■ **WHAT IS EXPECTED**:
Carry on the piece about making the PICO-8 puzzle game Dank Tomb, starting right after its last sentence.

■ **DOCUMENT TEXT**:
==*==
For the last few months, I’ve been working on my second PICO-8 game: Dank Tomb. The core idea for that game came from a real-time lighting demo, of all things. Since I was starting from the visuals, I had to search for a while for the right set of mechanics to match them. I considered horror themes and a few other approaches before settling on a platforming/puzzle mix with a top-down perspective, similar to how older Zelda games did their dungeons.
Puzzle games live and die on their learning curves and striking the subtle balance between being too easy and being too hard. Stray too far in one direction and you end up losing players to either boredom or frustration.
Knowing up-front that I’m working on a very limited system, I realized that Dank Tomb was going to be small content-wise. I had to milk each room and each puzzle for all it was worth and couldn’t afford making too many missteps in either direction on the difficulty curve.
==*==
■ **COLLECTED DATA**:

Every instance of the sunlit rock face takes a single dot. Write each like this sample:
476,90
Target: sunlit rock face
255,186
==*==
■ **ANSWER TO THE EXERCISE**:
This made me think a lot about the nature of puzzle games — what exactly makes a puzzle hard, what makes a puzzle fun, and how the two relate to each other. I’d like to share these thoughts with you today.
Whenever an idea has to be materialized, somebody has to come up with a design. An industrial design for everyday objects, UI design for applications, level design for games.
Game design is a very strange beast — it is, in a way, the exact opposite of other types of design. Ease of use is of tantamount importance when designing a microwave oven or a mobile app. “Challenging” is not really the word you want to hear when people describe your product.
In games however, challenge is a crucial component. The game designer deliberately throws obstacles in the players’ way. The players take pleasure in overcoming them. This is especially pronounced in puzzle games — if using an elevator in real life was as hard as it is in Portal, we’d probably all take the stairs instead.
For a puzzle game to be fun, it has to be difficult. My goal as a designer is to challenge you, but never to defeat you. It’s a bit like romance: I have to confuse you at first, but also subtly guide you towards the correct solution to give you that moment of pure joy when you finally get it.
But difficulty is a complex topic, and a puzzle being difficult doesn’t always mean the same thing. In an effort to better understand what makes puzzles tick, I took inspiration from Mark Rosewater, the lead designer for Magic: the Gathering.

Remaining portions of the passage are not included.